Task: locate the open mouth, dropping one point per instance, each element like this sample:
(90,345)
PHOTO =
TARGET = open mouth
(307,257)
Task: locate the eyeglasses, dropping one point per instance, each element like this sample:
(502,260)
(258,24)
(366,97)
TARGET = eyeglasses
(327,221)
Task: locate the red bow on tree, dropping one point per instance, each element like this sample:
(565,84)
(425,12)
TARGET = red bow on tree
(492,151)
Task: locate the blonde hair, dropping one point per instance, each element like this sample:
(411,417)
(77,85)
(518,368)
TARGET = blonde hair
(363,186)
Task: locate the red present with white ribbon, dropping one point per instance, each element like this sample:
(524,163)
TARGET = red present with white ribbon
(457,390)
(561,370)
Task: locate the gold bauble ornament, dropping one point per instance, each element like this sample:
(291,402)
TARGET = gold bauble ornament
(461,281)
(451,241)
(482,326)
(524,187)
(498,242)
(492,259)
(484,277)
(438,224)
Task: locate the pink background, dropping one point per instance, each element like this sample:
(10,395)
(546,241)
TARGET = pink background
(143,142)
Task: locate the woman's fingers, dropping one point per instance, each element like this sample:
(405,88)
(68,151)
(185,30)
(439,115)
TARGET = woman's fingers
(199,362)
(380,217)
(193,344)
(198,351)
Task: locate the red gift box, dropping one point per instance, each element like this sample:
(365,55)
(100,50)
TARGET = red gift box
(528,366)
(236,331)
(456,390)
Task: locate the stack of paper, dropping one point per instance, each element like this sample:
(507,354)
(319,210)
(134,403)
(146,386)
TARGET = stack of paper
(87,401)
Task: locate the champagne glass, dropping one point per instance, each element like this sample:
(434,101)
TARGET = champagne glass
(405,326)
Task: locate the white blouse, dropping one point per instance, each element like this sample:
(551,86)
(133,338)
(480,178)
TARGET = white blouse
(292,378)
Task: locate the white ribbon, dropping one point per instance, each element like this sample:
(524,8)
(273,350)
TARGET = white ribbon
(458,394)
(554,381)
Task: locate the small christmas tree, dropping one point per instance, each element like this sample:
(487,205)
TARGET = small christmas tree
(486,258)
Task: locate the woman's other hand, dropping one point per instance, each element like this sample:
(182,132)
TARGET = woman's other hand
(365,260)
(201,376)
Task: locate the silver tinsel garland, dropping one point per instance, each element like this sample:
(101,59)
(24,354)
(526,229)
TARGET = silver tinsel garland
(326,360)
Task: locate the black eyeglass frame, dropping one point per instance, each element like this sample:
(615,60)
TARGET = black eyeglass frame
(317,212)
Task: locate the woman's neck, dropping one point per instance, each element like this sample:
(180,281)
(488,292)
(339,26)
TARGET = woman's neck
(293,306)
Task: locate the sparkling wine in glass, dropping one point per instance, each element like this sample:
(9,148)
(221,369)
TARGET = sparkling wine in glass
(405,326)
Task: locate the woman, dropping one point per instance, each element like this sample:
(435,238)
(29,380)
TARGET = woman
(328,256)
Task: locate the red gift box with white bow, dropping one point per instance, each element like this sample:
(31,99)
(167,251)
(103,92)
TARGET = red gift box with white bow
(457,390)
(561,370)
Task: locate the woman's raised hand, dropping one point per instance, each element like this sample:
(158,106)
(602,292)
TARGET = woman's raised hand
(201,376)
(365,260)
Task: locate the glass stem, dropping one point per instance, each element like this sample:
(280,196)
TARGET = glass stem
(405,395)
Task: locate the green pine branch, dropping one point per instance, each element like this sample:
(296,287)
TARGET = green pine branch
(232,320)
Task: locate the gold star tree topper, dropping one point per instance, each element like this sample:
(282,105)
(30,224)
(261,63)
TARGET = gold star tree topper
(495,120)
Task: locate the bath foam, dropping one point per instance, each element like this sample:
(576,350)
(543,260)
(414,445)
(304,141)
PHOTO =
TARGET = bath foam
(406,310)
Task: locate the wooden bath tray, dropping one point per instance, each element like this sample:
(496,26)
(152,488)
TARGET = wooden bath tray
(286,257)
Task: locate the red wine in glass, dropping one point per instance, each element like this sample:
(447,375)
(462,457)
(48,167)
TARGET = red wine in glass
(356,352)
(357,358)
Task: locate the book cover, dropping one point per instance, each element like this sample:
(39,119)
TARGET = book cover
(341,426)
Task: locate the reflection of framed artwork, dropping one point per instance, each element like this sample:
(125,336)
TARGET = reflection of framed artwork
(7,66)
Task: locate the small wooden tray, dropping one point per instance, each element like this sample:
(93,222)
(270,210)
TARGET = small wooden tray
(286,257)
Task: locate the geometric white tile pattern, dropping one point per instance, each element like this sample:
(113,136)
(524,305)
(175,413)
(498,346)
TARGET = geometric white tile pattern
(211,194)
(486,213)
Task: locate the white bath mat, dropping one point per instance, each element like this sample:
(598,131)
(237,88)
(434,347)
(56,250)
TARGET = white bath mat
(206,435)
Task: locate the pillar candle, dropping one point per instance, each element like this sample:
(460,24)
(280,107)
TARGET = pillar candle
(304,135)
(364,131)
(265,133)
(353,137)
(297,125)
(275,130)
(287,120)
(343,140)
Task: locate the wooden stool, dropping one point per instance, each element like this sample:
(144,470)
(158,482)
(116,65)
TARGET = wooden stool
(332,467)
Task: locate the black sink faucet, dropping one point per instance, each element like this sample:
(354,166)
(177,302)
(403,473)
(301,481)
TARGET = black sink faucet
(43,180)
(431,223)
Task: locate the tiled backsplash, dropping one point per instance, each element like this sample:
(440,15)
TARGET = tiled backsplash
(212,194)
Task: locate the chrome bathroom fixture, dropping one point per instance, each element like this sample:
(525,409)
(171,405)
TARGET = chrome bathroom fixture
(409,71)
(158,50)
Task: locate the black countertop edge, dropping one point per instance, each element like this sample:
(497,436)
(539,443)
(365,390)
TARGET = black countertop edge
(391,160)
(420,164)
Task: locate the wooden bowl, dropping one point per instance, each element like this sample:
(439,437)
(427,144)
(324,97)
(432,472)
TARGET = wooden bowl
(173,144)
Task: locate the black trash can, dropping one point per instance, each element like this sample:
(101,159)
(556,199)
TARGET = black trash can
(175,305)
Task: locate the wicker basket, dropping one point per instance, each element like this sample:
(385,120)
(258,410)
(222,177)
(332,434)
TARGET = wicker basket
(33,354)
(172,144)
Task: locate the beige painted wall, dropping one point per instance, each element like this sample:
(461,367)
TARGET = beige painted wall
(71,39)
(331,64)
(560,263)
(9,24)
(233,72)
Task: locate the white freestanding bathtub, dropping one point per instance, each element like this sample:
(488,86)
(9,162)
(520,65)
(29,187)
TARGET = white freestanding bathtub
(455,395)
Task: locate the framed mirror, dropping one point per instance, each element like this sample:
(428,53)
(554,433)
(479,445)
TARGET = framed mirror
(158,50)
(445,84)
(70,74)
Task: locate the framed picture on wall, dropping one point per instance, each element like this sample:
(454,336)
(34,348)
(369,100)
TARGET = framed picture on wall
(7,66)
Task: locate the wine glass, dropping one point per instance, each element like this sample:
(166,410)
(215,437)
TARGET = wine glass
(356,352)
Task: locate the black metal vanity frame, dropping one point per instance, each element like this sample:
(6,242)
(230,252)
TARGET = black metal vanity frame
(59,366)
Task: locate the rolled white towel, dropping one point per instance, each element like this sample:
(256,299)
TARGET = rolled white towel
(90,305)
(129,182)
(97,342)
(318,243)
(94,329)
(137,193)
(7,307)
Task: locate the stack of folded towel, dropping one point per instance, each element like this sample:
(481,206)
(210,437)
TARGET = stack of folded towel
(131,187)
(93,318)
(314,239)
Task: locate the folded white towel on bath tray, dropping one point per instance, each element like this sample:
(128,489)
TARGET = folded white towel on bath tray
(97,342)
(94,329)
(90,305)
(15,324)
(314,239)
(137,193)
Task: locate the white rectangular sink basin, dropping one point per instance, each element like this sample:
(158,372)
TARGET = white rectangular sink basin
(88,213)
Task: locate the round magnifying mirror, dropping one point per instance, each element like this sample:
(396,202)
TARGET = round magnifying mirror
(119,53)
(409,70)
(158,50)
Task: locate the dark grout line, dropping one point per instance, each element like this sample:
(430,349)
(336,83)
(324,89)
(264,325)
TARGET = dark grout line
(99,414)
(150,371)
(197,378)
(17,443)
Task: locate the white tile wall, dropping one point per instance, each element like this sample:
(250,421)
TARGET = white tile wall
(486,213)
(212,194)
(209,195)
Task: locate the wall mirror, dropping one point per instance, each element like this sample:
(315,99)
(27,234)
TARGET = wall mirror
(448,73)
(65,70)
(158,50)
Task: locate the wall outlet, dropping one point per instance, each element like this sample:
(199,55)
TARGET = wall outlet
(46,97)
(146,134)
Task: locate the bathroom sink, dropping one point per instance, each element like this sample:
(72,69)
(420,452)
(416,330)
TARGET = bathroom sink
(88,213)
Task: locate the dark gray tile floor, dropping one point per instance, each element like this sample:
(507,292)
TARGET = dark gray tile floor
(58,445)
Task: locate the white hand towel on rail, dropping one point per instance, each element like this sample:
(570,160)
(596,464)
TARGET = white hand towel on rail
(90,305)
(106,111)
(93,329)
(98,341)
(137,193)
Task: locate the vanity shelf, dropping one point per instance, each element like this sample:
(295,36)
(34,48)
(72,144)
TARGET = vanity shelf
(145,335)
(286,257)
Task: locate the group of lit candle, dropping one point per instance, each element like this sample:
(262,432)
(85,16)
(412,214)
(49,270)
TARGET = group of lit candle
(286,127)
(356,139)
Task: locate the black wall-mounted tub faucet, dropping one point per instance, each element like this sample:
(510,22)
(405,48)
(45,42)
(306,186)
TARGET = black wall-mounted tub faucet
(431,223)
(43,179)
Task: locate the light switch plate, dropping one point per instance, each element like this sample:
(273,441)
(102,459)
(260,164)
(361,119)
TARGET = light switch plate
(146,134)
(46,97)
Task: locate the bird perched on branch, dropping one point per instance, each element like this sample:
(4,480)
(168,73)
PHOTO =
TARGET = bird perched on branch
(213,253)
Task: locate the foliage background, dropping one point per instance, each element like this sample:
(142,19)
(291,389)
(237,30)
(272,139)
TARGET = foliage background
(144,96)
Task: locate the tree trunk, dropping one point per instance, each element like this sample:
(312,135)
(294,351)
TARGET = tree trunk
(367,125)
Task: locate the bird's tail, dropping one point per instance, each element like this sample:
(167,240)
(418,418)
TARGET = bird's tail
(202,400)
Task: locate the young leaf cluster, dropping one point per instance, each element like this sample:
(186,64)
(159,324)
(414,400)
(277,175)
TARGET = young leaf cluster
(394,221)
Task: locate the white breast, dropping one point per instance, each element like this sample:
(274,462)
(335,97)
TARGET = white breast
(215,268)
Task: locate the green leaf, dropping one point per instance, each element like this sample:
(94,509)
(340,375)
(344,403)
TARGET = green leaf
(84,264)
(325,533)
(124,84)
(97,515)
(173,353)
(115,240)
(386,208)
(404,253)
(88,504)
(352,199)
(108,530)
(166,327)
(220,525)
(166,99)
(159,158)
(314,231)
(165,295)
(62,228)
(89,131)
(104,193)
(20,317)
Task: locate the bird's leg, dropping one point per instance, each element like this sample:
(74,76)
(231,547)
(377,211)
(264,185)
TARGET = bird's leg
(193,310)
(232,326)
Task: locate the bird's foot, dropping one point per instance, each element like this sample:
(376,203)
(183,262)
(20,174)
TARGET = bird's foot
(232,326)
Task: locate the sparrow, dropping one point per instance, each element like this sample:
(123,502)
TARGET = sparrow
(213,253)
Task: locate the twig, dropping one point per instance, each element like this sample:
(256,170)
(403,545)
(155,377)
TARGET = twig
----
◆ **TRY IT**
Among the records above, which lines hold the word "twig"? Copy each one.

◆ **RESULT OF THIS TASK**
Task: locate the twig, dropping one point per instance, each element like this sample:
TARGET = twig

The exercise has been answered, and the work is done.